START Material for this task

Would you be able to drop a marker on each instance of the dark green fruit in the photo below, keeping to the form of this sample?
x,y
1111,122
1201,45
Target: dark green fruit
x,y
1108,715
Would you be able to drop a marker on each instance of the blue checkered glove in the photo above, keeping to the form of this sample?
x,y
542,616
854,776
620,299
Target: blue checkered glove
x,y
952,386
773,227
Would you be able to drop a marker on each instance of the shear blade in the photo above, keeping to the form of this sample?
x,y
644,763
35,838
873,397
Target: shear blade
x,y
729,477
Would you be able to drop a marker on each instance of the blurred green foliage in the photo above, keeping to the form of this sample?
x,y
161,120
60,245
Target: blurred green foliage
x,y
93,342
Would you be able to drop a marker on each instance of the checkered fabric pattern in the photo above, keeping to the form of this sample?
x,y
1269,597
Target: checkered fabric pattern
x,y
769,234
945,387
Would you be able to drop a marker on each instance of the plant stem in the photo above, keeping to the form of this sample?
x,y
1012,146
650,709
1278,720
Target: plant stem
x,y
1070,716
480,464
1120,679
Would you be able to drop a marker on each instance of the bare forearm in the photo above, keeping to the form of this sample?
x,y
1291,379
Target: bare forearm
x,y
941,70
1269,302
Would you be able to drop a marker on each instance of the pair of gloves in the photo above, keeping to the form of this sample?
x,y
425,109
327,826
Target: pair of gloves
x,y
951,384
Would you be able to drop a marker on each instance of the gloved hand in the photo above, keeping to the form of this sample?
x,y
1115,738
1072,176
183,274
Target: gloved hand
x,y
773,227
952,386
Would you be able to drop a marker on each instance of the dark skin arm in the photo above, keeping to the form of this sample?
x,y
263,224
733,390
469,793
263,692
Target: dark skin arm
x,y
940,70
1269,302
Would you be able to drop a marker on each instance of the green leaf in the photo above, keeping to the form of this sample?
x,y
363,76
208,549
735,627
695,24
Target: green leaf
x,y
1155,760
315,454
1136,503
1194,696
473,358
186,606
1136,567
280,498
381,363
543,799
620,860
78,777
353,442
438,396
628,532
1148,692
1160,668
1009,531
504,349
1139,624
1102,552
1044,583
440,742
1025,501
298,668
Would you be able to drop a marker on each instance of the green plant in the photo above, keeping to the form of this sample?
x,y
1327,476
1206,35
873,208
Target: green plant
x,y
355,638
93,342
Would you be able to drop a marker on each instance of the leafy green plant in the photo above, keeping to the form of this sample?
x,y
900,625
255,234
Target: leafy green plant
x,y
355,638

END Material for this task

What you should do
Print the entries above exactly as they were written, down to the last line.

Worked solution
Would you be able to drop a marker on each instance of the dark green fruit in the photo below, keeping to the form of this sample?
x,y
1111,122
1201,45
Target: dark green fruit
x,y
1108,715
Would you be able to drop a marker on each instance of the blue checkered glove in the photo above, keeping to the form of this sample?
x,y
542,616
854,776
620,299
Target: blue checkered glove
x,y
952,386
773,227
Would you be able to drop a marker on each instance of the shear blade in the photo above, keeping to the form of this sample?
x,y
644,763
35,838
873,397
Target: shear blade
x,y
729,477
Would you be able to drop a marker on each instance of the blurred green foliage in the photo above, keeping to the form of this sample?
x,y
161,120
60,245
Target: blurred green foliage
x,y
93,342
Would you be able to drop a marker on each instance of the checkered fabric pattern in the photo above, keeping to the form of this sample?
x,y
1269,597
Target: checkered fabric pattern
x,y
769,234
945,387
Would you be able to drop a marker on each instance of the plant stem in the photo above, keeping to the form of this sample?
x,y
1012,146
650,709
1278,720
Target: plant stem
x,y
1070,716
480,464
1120,679
Would you be able to drop a marker on each instance of the bare forearm in the photo above, keeping to the form of this sample?
x,y
1291,379
Target: bare forearm
x,y
941,70
1269,302
Would you be able to drop a marker on each instance of the pair of gloves in the photo above, keeping to the form of this sample?
x,y
425,109
327,826
Target: pair of gloves
x,y
951,384
Would you be able to drop a marker on each instance of the gloved hand in the photo above, keeping to the form of this sample?
x,y
1115,738
1072,176
183,274
Target: gloved hand
x,y
773,227
952,386
Would you be able to drop a marker on each instance of the dark skin arm in the photo above, keeping to the form of this sample?
x,y
263,224
733,390
469,793
263,692
Target: dark skin arm
x,y
940,70
1269,302
Would you be able to drop a marker on each instance of the green leaf in the photo above, keeping to the form of this sample?
x,y
363,76
208,549
735,627
695,24
Target: green leaf
x,y
1155,760
315,454
1136,503
1194,696
473,358
186,606
1136,567
280,498
381,363
543,799
620,860
78,777
353,442
438,396
628,532
1148,692
1160,668
1009,531
504,349
1139,624
1102,552
1044,583
440,742
1025,501
298,668
Would you be able to drop a marker on each instance of the green plant in the photo above, keeping to the form of this sample?
x,y
1327,476
1206,35
873,208
Target: green plant
x,y
355,638
93,342
Would you be able to drop a marker on each instance of the leafy green plant in the photo above, keeping to the form of this sample?
x,y
900,625
255,234
Target: leafy green plant
x,y
355,638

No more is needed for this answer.